#### WRITTEN PROBLEM
Rewrite everything from the entry line containing "Task: pick out every instance of the shirt" down to the line containing "[1097, 327]", swapping "shirt sleeve" for "shirt collar" and leaving every other part of those lines as it is.

#### PROVIDED RECORDS
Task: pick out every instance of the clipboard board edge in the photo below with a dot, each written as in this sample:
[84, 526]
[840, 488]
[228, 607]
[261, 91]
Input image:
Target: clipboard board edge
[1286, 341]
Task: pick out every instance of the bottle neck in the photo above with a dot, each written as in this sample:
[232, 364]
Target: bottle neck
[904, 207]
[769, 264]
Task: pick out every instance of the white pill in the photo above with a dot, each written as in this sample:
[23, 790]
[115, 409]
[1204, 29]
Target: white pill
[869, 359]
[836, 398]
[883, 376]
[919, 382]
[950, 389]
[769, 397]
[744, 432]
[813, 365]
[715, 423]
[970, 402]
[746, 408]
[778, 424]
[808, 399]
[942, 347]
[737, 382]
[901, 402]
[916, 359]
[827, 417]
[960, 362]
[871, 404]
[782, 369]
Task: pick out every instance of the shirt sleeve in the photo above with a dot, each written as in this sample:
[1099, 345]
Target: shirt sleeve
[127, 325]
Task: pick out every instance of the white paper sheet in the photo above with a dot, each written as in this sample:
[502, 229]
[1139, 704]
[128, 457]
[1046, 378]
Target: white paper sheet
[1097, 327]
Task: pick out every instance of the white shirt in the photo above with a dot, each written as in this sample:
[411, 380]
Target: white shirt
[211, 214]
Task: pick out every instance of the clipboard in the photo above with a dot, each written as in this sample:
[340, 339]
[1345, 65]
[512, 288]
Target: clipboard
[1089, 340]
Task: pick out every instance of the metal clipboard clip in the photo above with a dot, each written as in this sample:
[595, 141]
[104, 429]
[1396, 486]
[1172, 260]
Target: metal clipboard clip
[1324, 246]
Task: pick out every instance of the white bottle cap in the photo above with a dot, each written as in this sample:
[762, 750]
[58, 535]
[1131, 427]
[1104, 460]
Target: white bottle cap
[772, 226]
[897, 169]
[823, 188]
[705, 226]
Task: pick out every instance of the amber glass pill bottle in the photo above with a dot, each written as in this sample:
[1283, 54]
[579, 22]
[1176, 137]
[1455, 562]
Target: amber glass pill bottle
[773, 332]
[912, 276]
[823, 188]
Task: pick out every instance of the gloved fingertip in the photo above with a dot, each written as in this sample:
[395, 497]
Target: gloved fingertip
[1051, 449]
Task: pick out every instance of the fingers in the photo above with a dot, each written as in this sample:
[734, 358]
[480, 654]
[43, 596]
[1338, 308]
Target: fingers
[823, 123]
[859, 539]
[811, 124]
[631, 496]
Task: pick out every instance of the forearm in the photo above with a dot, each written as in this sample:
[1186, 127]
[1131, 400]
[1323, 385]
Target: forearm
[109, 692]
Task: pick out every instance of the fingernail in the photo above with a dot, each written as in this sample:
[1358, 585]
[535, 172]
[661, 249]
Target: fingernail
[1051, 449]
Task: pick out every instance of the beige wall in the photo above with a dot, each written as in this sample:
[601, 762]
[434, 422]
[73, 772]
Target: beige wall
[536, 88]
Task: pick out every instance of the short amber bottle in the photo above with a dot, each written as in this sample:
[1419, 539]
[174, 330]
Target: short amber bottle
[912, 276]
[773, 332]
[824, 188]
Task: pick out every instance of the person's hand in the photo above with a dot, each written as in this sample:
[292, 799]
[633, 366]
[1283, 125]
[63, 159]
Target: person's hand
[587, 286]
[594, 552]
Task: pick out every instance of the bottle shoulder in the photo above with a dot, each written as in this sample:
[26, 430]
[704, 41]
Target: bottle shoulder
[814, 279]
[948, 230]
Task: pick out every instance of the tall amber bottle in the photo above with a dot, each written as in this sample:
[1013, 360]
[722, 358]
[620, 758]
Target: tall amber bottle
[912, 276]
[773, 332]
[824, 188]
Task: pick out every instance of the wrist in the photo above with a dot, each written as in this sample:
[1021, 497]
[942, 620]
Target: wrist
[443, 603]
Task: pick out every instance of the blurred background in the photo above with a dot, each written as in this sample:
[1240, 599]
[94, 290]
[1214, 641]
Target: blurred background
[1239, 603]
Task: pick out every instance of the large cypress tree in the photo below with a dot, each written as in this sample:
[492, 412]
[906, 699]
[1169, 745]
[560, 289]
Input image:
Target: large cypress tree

#### SOLUTION FOR THIS TASK
Task: pick out every instance of the shirt collar in the photo above with a dot, each written as in this sample:
[1099, 345]
Target: shirt collar
[127, 325]
Task: pick out every instance of the white paper sheet in the photo above with a dot, each written as in this sample:
[502, 229]
[1139, 704]
[128, 457]
[1046, 378]
Target: white paper sheet
[1097, 327]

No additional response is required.